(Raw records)
────────────────────────────────────────

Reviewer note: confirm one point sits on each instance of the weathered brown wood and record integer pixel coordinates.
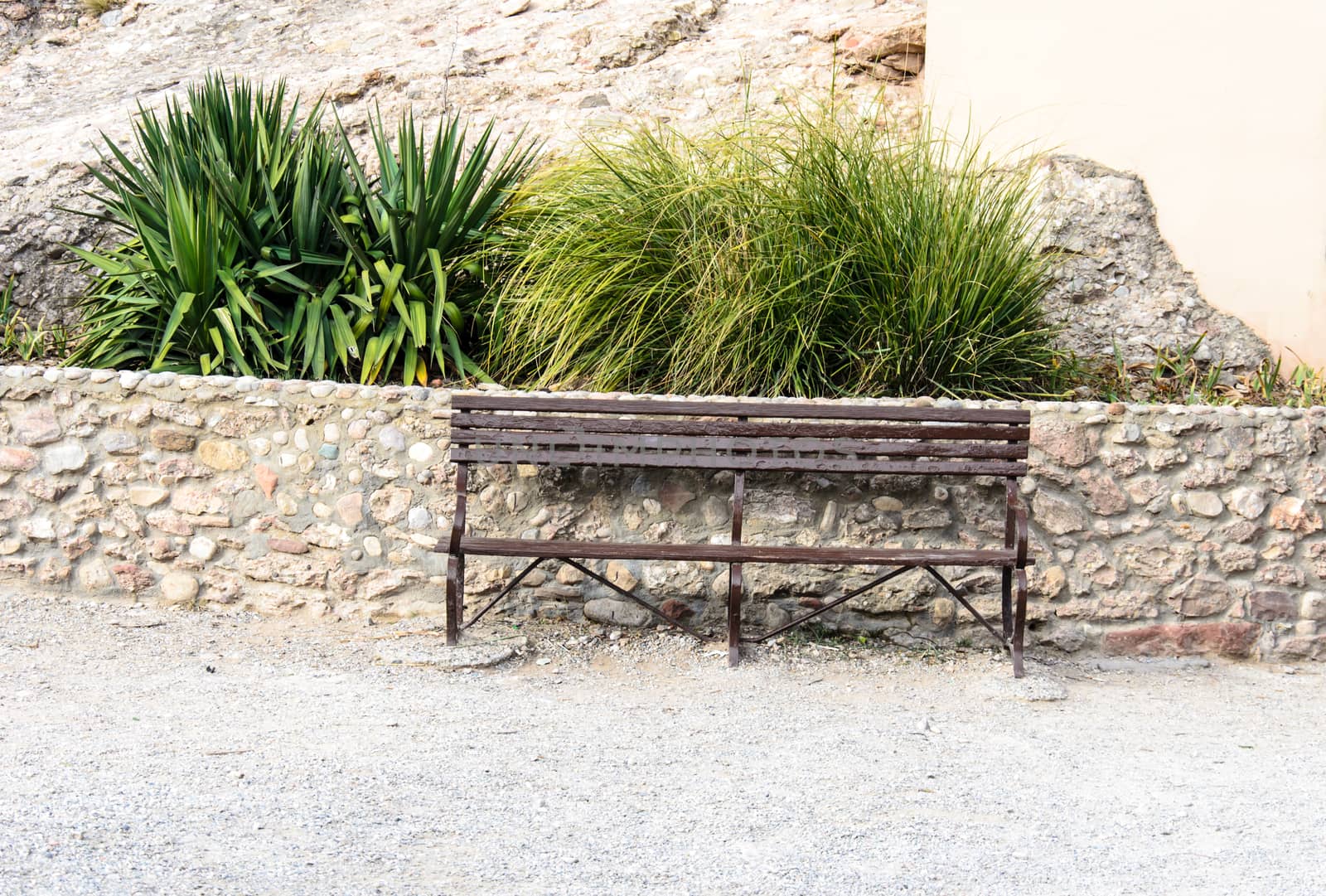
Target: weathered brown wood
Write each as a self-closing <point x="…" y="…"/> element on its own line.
<point x="759" y="409"/>
<point x="736" y="462"/>
<point x="719" y="446"/>
<point x="828" y="555"/>
<point x="464" y="422"/>
<point x="795" y="436"/>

────────────────────────────────────────

Format the records as a JSON list of strings, one string per line, skipping blank lines. Leave the pictures out.

[
  "Reviewer note: confirm one point sits on each instance of the weathered brown wood and record integer pixel coordinates.",
  "Target: weathered brown wood",
  "Write each as a self-closing <point x=\"…\" y=\"…\"/> element on its own line.",
  "<point x=\"759\" y=\"409\"/>",
  "<point x=\"736\" y=\"462\"/>",
  "<point x=\"719\" y=\"446\"/>",
  "<point x=\"828\" y=\"555\"/>",
  "<point x=\"464\" y=\"422\"/>",
  "<point x=\"795\" y=\"436\"/>"
]